> O que produzir:
Reescreva de forma mais curta o parágrafo do trecho sobre a relação médico-paciente que começa com "Pelas características dos sistemas de saúde", mantendo seus fatos principais.

> Trecho:
######
Médicos e Pacientes alinhando expectativas.

Data: 10.10.2014

A compreensão e o diálogo são o caminho para que agressões verbais e físicas não façam parte da sagrada relação médico-paciente.

Ainda chocado com o atentado sofrido há algumas semanas por um dos mais ilustres urologistas do país, sinto-me compelido a fazer algumas reflexões sobre a relação médico-paciente. Na essência, a função do médico é sabiamente pautada por Hipócrates, que apregoava que fazer o bem para seus pacientes é o objetivo maior dos médicos. Já para o paciente, o médico é aquele que pode ajudá-lo a resolver seus problemas de saúde e, às vezes, até mesmo pessoais.

Idealisticamente, a relação entre ambos deveria ser pautada pela confiança e competência, gerando cumplicidade na busca da cura ou da atenuação do sofrimento. Contudo, nem sempre é assim que as coisas acontecem na medicina moderna.

Pelas características dos sistemas de saúde, tanto público, quanto privado, a lógica da relação vem sendo modificada: o indivíduo é cada vez menos paciente de um médico e cada vez mais de uma instituição ou de algum plano de saúde, o que gera enfraquecimento dos laços emocionais e afetivos que unem pacientes a seus médicos e vice-versa.

Como um agravante, em situações de maior complexidade o paciente é conduzido por um time de especialistas e outros profissionais da saúde, em função da diversificação do conhecimento cientifico. Talvez este seja um caminho sem volta, como um preço a se pagar pela busca da universalização do acesso às ações da saúde e aos custos crescentes do atendimento.

Apesar deste cenário desfavorável, amplia-se em todo o mundo a necessidade da relação médico-paciente ser mais aberta e transparente. É fundamental que o paciente entenda o que se passa com ele e, mais ainda, que participe do processo decisório quanto aos possíveis tratamentos para seu problema de saúde, algo que nem sempre ocorre.
######
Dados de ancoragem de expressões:
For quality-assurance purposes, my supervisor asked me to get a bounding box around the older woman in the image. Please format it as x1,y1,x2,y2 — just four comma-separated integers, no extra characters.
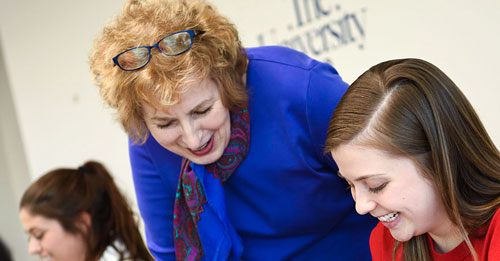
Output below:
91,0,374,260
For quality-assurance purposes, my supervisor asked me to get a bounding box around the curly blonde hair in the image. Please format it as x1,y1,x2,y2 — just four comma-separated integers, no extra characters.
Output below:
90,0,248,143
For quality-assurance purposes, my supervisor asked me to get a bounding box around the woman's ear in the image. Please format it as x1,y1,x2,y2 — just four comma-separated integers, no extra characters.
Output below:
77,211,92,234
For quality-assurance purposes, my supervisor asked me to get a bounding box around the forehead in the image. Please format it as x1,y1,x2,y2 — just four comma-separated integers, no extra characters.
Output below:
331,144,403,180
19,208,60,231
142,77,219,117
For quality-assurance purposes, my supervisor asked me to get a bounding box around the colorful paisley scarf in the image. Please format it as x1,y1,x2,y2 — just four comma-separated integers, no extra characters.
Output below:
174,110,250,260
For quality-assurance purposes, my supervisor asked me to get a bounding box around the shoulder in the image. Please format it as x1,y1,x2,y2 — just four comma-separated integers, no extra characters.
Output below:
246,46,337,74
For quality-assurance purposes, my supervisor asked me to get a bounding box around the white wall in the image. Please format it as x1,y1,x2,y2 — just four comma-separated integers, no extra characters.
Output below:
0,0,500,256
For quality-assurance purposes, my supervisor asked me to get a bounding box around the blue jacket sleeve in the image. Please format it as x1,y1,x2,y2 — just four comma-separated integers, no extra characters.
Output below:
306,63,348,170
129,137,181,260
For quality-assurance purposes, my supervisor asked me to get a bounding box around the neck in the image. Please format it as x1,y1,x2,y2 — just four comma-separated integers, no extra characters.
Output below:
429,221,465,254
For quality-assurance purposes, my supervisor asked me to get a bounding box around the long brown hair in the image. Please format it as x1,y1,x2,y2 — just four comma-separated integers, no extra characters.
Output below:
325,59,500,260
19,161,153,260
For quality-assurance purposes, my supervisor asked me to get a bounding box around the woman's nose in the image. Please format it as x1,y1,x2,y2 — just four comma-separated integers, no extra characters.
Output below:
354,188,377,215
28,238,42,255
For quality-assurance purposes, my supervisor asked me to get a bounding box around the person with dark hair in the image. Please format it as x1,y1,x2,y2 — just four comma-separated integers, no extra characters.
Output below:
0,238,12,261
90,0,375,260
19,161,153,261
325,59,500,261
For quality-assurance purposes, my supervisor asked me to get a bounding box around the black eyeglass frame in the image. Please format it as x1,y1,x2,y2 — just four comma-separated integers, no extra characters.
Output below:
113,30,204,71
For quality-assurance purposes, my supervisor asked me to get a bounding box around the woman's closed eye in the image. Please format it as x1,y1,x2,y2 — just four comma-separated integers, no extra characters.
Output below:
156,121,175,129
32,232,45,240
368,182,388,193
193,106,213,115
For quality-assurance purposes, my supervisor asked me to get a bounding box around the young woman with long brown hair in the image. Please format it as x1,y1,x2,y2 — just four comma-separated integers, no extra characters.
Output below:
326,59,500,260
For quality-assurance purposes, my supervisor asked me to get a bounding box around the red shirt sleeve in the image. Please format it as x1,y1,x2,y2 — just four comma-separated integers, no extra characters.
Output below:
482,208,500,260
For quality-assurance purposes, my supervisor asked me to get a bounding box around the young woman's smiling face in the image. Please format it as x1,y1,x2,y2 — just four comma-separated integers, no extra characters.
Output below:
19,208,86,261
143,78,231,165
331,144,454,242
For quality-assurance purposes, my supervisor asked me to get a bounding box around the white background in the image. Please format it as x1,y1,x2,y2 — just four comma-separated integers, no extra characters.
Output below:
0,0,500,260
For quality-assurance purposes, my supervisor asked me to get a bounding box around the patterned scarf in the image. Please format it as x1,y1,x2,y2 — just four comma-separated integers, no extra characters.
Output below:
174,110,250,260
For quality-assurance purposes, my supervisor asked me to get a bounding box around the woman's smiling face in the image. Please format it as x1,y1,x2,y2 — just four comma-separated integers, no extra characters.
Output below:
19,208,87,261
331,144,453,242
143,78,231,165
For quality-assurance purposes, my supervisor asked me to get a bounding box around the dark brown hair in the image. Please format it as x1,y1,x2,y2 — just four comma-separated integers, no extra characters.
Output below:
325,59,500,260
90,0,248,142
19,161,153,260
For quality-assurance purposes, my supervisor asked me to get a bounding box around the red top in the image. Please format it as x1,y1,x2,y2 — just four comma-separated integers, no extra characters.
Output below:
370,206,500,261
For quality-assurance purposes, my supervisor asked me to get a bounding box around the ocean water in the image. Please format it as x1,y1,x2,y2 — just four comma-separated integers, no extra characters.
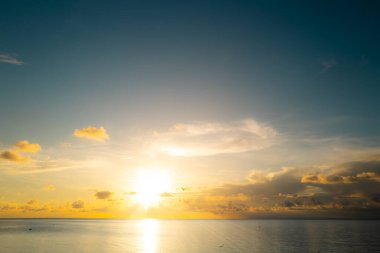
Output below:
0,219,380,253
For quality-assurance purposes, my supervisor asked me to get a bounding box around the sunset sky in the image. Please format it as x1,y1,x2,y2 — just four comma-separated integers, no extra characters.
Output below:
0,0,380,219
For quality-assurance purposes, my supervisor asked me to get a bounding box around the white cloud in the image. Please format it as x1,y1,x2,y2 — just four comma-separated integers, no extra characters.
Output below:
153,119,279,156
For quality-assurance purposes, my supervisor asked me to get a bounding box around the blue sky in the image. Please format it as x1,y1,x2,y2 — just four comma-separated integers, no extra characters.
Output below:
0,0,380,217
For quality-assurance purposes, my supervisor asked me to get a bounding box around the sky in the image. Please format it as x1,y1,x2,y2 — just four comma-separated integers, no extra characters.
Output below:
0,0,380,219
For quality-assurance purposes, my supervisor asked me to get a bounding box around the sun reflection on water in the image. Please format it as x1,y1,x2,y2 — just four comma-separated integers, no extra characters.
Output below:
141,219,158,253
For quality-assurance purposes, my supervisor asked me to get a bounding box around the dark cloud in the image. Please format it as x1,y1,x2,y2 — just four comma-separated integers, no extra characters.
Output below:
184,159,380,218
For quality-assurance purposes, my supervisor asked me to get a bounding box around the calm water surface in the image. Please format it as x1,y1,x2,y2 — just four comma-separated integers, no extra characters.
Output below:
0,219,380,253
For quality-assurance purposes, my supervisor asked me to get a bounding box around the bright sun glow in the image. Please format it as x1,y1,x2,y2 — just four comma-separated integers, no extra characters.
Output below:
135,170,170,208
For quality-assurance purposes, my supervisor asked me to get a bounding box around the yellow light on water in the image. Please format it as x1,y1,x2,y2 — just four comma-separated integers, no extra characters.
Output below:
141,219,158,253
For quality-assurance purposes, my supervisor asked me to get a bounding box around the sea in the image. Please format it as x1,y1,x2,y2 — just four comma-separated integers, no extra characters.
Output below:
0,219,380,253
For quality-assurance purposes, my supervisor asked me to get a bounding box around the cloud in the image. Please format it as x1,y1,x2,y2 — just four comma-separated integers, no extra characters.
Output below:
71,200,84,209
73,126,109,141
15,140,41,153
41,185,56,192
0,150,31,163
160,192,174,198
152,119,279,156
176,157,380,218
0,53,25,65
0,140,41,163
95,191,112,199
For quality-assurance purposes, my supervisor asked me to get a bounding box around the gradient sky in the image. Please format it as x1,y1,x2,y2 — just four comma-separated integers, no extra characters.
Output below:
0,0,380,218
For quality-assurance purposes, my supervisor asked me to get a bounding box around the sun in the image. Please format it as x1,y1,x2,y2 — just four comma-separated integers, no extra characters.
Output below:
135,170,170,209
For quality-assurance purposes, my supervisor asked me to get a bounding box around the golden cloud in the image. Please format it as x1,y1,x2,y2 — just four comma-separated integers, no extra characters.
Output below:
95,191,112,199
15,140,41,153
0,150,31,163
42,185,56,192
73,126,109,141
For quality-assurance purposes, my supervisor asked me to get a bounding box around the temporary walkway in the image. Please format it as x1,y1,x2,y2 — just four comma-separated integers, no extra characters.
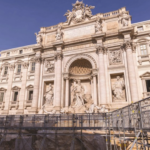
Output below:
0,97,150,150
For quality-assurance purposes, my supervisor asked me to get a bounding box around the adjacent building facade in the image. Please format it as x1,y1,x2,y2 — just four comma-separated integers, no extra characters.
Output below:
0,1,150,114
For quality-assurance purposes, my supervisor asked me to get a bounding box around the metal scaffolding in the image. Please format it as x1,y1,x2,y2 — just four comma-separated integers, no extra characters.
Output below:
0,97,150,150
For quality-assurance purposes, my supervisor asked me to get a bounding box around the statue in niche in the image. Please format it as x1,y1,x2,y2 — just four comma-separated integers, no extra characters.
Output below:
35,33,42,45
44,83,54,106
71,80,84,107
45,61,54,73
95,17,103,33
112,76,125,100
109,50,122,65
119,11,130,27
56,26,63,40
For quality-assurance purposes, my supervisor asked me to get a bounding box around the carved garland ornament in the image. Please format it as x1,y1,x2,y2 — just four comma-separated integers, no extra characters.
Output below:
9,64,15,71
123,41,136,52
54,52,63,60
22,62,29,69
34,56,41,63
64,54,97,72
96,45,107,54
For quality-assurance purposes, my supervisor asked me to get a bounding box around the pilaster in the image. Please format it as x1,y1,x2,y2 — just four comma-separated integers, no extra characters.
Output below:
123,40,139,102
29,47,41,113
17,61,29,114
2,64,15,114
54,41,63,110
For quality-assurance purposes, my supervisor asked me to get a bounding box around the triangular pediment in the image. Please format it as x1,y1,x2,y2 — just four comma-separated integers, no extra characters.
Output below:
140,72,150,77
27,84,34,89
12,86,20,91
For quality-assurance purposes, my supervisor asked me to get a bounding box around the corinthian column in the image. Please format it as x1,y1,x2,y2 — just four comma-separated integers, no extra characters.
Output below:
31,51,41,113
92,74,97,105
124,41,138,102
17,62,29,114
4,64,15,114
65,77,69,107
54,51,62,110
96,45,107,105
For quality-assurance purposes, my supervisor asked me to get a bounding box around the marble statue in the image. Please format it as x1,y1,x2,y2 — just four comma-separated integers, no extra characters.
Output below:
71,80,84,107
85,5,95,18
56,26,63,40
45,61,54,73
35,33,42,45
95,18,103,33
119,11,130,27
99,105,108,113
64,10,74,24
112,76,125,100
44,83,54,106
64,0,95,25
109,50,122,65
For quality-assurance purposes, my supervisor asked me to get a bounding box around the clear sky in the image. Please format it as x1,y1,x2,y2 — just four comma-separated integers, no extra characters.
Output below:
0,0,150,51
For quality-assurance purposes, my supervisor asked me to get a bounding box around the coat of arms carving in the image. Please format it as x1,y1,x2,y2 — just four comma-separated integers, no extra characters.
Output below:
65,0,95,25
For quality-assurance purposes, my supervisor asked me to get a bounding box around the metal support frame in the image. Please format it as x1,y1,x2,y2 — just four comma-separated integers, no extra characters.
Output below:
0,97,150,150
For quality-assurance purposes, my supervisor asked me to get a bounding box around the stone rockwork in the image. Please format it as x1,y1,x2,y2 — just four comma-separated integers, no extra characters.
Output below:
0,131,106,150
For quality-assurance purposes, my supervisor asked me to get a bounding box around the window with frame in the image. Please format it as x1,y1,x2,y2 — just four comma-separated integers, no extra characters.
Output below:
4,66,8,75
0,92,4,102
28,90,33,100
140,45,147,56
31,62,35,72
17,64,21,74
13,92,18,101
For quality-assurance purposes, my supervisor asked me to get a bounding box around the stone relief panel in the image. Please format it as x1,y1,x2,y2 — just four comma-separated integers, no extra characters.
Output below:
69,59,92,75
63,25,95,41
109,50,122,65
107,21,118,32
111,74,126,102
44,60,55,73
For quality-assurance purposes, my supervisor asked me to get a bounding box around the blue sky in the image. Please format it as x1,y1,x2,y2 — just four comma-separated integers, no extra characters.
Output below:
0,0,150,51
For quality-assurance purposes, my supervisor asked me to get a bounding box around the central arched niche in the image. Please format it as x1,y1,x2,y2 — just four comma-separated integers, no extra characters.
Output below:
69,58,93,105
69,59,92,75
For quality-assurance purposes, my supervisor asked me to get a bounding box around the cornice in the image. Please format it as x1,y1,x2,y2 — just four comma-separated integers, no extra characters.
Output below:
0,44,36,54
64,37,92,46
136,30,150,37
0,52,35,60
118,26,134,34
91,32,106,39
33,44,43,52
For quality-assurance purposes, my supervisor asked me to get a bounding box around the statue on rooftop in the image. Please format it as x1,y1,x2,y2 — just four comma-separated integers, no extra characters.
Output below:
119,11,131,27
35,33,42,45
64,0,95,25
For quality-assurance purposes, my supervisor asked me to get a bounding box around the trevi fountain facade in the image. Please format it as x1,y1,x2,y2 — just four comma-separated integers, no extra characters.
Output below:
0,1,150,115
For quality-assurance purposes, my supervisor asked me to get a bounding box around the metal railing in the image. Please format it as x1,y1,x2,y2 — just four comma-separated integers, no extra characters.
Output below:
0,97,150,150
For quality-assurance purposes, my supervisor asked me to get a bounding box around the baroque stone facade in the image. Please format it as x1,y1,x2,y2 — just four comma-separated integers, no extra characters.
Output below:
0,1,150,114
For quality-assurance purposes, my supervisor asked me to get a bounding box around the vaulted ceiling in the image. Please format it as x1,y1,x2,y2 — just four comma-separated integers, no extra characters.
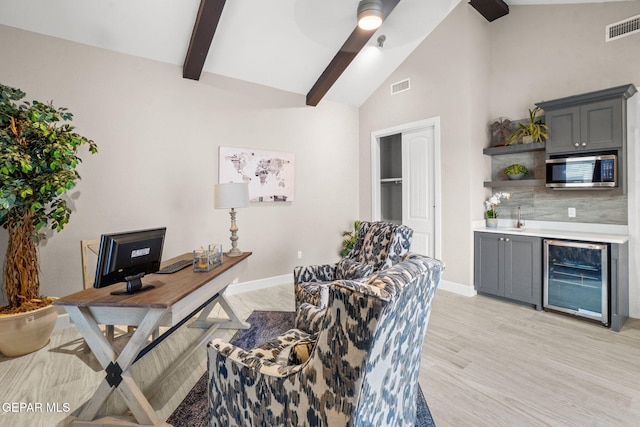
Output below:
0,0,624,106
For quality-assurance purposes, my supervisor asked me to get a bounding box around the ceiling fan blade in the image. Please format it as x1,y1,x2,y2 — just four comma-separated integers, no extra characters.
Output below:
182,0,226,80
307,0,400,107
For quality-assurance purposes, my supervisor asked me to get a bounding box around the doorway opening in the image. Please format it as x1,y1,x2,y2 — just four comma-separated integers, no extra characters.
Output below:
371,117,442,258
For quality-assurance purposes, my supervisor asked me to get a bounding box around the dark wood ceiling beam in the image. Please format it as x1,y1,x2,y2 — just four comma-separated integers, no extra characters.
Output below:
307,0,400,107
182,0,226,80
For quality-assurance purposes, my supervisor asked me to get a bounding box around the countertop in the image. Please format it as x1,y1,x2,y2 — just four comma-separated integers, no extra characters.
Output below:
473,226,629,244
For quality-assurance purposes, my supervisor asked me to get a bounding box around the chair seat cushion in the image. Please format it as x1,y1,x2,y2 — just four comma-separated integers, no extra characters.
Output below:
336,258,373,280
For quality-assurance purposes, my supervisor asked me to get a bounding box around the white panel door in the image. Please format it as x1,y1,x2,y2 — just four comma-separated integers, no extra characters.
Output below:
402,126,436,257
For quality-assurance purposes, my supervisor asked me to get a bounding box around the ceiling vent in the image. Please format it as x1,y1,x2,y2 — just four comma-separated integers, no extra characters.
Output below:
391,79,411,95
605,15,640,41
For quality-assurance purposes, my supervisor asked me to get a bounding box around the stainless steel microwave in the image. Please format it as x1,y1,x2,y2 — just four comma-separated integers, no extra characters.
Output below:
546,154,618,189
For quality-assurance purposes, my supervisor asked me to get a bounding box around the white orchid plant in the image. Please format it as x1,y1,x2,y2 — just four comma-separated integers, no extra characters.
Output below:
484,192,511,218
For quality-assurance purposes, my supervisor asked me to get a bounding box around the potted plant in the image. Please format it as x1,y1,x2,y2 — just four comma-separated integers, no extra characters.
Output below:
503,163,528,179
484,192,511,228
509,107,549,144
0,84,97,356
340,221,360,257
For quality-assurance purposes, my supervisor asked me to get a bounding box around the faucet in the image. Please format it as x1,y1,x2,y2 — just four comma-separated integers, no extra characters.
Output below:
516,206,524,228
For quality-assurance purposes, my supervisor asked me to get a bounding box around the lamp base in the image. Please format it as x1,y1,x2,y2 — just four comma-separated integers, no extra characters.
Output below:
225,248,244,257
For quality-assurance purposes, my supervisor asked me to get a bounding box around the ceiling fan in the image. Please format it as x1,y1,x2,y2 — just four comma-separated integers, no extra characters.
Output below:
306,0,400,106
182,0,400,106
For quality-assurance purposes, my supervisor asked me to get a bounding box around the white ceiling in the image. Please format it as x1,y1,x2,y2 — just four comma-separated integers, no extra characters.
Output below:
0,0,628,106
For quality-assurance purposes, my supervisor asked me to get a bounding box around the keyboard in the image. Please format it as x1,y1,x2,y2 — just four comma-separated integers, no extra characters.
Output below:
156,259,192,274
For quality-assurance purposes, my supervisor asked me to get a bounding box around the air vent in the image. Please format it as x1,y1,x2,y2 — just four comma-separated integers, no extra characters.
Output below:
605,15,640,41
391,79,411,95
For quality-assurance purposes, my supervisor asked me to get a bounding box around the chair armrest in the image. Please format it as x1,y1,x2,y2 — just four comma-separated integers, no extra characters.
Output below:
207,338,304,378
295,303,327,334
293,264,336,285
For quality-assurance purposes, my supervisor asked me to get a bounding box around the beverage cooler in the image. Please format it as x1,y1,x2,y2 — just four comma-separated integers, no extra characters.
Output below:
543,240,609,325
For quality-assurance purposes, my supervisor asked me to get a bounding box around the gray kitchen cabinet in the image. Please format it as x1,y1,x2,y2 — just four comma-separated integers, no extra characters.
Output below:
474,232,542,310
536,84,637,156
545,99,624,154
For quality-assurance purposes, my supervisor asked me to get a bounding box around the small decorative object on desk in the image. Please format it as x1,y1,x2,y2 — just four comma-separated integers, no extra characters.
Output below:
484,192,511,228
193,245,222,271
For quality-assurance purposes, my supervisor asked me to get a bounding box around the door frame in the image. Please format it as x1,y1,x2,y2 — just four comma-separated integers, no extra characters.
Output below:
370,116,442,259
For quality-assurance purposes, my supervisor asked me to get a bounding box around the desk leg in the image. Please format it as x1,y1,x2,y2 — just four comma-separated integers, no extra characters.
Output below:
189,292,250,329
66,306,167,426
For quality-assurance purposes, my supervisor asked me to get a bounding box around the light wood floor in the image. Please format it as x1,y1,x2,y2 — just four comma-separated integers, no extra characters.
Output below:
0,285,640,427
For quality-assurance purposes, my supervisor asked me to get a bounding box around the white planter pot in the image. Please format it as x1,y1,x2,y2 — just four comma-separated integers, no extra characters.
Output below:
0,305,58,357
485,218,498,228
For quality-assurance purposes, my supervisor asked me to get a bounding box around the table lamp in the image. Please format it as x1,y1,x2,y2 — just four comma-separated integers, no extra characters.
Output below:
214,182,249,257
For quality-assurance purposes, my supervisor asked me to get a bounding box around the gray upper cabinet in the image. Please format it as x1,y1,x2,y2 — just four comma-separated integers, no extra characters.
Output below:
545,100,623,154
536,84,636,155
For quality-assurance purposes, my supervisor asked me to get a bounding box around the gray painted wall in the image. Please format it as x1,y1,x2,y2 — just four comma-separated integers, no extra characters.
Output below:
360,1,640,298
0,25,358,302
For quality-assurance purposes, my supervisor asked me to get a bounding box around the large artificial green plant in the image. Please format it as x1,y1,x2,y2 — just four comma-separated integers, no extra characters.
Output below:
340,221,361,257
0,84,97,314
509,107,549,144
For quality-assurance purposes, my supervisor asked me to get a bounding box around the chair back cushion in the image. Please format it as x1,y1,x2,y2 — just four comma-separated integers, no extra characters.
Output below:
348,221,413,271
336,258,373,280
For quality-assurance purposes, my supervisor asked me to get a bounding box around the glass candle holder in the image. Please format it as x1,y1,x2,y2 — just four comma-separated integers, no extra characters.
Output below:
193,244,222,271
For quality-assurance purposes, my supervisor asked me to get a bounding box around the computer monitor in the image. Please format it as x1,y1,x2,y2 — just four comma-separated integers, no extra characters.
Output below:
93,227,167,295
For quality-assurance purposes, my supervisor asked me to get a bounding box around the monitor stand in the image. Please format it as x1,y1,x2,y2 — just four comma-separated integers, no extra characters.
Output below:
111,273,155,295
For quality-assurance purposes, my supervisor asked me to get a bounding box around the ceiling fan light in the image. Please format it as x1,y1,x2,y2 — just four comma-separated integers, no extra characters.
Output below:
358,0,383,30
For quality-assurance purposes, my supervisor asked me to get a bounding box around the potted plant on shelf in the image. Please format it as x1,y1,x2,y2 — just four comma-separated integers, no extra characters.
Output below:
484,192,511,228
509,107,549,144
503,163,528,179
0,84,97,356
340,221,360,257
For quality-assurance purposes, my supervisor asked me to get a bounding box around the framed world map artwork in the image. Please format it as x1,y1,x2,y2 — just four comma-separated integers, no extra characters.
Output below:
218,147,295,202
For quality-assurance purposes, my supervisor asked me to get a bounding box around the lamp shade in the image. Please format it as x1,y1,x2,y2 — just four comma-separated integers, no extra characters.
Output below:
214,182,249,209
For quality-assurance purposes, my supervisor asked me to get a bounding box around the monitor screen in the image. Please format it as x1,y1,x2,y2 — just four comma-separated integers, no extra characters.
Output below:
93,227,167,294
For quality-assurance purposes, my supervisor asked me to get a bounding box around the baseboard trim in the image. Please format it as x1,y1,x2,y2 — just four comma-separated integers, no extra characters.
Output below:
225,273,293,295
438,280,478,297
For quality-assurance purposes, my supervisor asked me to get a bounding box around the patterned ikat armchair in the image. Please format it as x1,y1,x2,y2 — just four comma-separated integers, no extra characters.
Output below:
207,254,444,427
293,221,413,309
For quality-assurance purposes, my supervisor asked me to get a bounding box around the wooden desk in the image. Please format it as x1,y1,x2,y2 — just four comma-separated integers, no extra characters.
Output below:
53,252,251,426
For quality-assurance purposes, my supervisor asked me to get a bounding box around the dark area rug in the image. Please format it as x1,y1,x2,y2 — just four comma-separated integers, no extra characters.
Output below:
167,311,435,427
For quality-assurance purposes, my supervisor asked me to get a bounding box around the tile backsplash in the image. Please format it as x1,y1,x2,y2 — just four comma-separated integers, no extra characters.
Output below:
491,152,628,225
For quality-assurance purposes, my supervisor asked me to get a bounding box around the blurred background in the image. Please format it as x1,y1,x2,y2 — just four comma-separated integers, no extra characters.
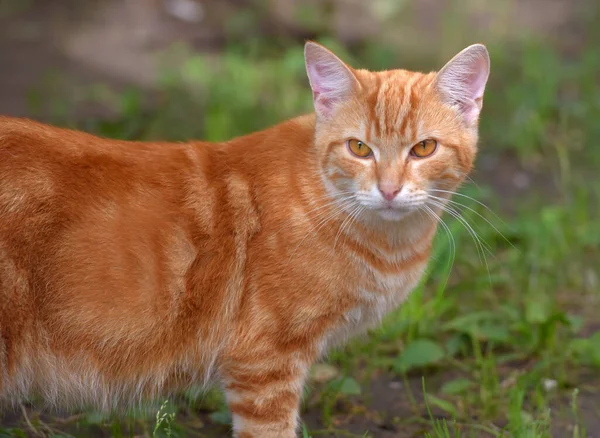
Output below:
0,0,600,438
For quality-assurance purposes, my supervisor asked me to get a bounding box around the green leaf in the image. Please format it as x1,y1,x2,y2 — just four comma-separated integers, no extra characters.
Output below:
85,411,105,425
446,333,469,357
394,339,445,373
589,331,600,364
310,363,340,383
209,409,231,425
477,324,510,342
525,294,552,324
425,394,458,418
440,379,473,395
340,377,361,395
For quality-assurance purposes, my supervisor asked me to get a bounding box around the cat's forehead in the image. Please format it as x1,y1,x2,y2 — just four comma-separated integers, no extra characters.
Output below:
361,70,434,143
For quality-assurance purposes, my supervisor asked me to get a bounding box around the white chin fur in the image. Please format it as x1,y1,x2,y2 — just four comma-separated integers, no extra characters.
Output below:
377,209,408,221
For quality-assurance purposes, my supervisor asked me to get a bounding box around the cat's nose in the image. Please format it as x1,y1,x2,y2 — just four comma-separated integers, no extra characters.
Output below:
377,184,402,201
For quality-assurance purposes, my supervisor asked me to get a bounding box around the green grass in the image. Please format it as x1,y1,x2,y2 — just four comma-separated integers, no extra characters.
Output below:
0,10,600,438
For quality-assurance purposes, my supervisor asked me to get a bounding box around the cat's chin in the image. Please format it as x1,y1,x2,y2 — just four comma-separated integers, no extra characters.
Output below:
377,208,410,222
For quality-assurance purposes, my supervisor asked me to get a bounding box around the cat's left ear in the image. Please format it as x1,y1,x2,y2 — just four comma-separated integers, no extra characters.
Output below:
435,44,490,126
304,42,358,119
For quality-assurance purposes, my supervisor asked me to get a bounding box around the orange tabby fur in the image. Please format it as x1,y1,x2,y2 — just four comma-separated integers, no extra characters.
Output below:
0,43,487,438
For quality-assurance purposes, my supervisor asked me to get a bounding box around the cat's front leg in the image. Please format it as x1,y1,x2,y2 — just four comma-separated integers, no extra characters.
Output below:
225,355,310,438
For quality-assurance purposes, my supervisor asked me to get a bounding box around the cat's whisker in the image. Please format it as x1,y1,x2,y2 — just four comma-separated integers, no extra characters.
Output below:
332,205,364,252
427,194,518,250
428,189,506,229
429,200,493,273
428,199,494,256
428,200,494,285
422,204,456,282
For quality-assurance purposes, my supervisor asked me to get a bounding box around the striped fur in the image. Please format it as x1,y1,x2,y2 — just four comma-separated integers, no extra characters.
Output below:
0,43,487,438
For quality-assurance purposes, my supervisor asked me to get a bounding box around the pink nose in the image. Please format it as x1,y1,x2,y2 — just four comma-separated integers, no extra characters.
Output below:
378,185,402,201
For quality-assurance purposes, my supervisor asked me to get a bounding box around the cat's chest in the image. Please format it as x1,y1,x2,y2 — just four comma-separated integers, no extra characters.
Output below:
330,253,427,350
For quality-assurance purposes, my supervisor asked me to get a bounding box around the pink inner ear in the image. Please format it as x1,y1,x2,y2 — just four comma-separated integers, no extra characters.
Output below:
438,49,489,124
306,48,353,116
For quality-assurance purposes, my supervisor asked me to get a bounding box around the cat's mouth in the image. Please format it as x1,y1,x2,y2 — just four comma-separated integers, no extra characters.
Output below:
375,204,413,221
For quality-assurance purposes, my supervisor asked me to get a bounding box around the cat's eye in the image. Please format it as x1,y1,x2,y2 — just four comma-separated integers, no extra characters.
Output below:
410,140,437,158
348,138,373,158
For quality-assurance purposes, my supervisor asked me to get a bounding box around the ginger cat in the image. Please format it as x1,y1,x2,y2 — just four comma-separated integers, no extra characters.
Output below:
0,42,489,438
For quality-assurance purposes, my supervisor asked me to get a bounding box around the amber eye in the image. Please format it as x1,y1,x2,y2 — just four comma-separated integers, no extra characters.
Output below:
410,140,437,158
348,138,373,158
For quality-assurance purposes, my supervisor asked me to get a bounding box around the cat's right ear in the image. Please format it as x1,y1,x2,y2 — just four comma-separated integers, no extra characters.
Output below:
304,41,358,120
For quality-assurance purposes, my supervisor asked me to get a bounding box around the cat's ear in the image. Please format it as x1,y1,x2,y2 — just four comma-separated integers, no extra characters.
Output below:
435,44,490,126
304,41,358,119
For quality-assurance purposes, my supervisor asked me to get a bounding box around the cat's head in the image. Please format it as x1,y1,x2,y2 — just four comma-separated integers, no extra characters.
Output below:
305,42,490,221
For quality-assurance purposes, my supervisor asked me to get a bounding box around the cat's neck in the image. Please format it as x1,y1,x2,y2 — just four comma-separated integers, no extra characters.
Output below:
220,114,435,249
######
> Resposta final:
Nos sistemas de saúde público e privado, o indivíduo é cada vez menos paciente de um médico e cada vez mais de uma instituição ou plano de saúde. Isso enfraquece os laços emocionais e afetivos entre pacientes e médicos.